→ Task statement
Write each line exactly, from the line that holds "white string, find" through the final line of the material, and no other line.

→ Given information
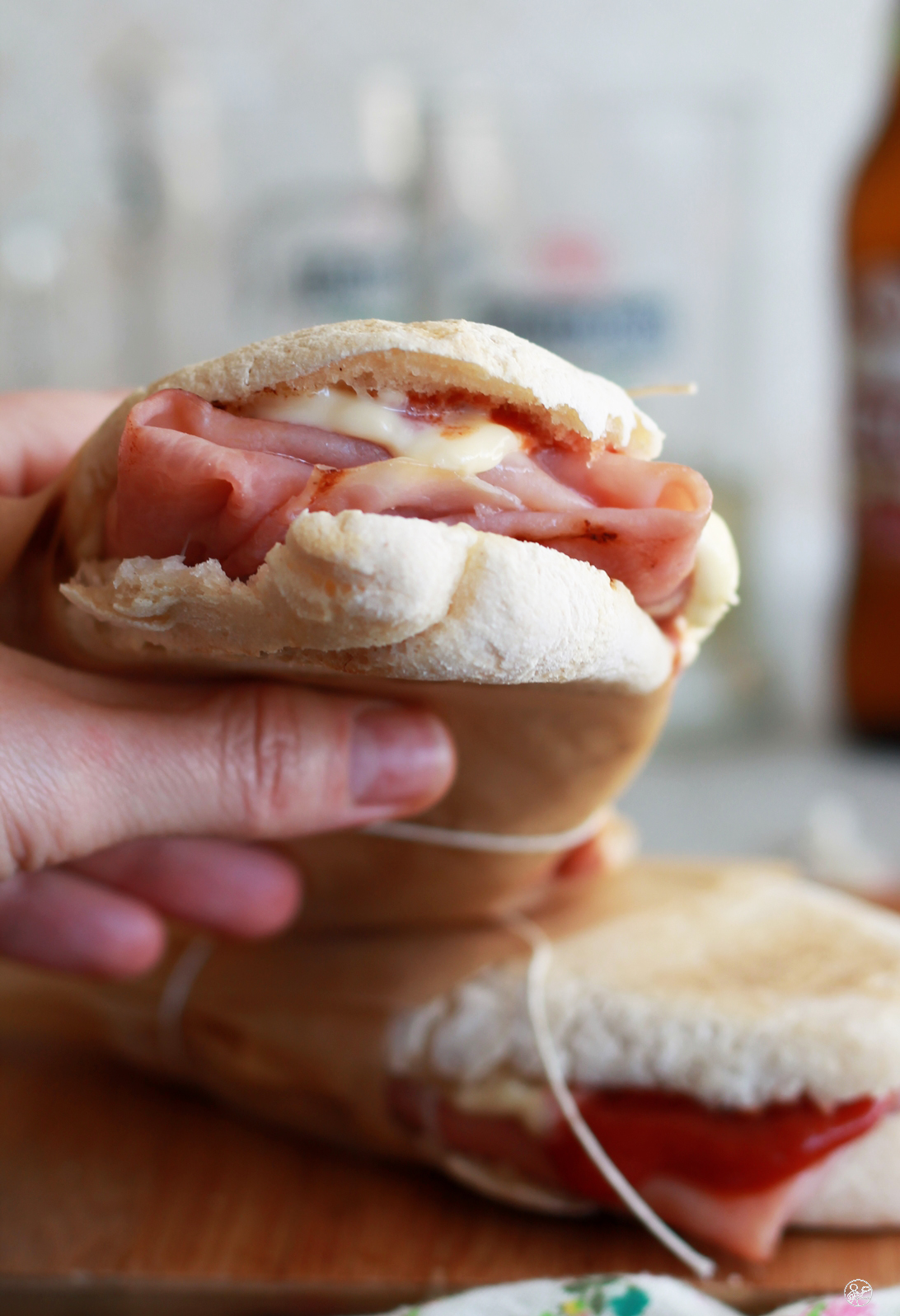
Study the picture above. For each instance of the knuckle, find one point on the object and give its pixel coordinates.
(270, 757)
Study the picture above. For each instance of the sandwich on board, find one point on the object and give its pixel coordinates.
(729, 1032)
(438, 512)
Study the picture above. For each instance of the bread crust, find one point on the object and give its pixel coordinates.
(387, 596)
(377, 595)
(734, 984)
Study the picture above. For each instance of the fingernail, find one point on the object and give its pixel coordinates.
(399, 755)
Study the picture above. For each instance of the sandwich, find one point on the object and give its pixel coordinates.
(729, 1032)
(434, 512)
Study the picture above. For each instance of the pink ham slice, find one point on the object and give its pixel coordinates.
(198, 481)
(730, 1178)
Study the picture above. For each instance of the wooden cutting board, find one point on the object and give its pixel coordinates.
(117, 1194)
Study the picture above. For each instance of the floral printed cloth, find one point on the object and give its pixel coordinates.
(639, 1295)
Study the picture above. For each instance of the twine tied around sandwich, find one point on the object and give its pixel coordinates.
(492, 843)
(553, 1069)
(176, 995)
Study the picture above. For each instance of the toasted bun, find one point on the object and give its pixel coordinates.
(736, 984)
(388, 596)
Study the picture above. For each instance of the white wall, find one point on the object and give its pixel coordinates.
(282, 77)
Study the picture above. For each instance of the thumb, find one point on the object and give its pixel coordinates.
(253, 761)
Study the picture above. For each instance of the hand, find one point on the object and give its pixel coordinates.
(110, 790)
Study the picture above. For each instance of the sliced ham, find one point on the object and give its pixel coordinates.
(198, 481)
(734, 1178)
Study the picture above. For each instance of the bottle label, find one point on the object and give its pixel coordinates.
(875, 415)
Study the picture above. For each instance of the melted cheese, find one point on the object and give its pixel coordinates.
(509, 1095)
(465, 443)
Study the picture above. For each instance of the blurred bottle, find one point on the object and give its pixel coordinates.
(873, 636)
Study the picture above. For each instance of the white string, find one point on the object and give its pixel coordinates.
(176, 994)
(661, 390)
(553, 1069)
(492, 841)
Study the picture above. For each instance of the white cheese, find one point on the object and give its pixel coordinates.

→ Response to this task
Study the picture above. For each instance of the white string, find one point on the object and give its pixel coordinates.
(176, 994)
(661, 390)
(553, 1069)
(492, 841)
Study the picture above. For each instance of the white cheese, find one point on the object and give its pixel coordinates.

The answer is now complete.